__Problem__
Reproduce word for word the stretch of the Guangzhou Marathon text from "Last Saturday was" through "to leave Beijing.".

__Text section__

Guangzhou Marathon

“I run to be healthy, but I never know whether I’m actually getting healthier by running or whether I’m just breathing in more harmful particles”, Zhong Yu.

Last Saturday was the second ever Guangzhou Marathon. The theme of this year’s race was ‘Renowned City, Harmony, Health’. The event attracted thousands of running enthusiasts and among them a runner named Zhong Yu, who had come especially from Yunnan for the event. Strapped to her back for the whole length of the course was a PM2.5 Personal Air Pollution Sampler, more commonly known as a ‘mechanical lung’. This meant that as she ran she would also be measuring the level of PM2.5 in the air.

Last year, Zhong Yu carried the same type of PM2.5 monitoring device as she ran the complete course of the Beijing Marathon. The results of those readings left her both extremely disappointed and worried. It was one of the reasons prompting her decision to leave Beijing.

This time, she invited her friend Di, a Guangzhou local, to join her in bringing a monitoring device along for the run. Di is a member of Guangzhou’s Stencil Graffiti FIREXRD group and has always been keenly interested in local cultural development. In 2010, he suffered a serious case of pneumonia, and since then he's paid more careful attention to his health. It's also when he began running. And he believes that clean air is just as important as cultural space.

__Collected material__
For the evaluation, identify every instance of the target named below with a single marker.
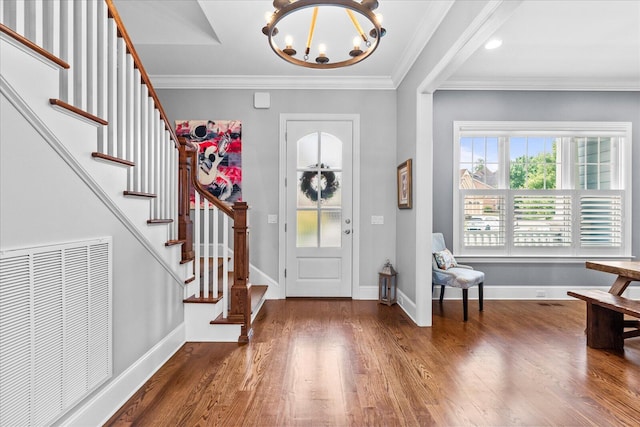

__Expected output__
Last Saturday was the second ever Guangzhou Marathon. The theme of this year’s race was ‘Renowned City, Harmony, Health’. The event attracted thousands of running enthusiasts and among them a runner named Zhong Yu, who had come especially from Yunnan for the event. Strapped to her back for the whole length of the course was a PM2.5 Personal Air Pollution Sampler, more commonly known as a ‘mechanical lung’. This meant that as she ran she would also be measuring the level of PM2.5 in the air.

Last year, Zhong Yu carried the same type of PM2.5 monitoring device as she ran the complete course of the Beijing Marathon. The results of those readings left her both extremely disappointed and worried. It was one of the reasons prompting her decision to leave Beijing.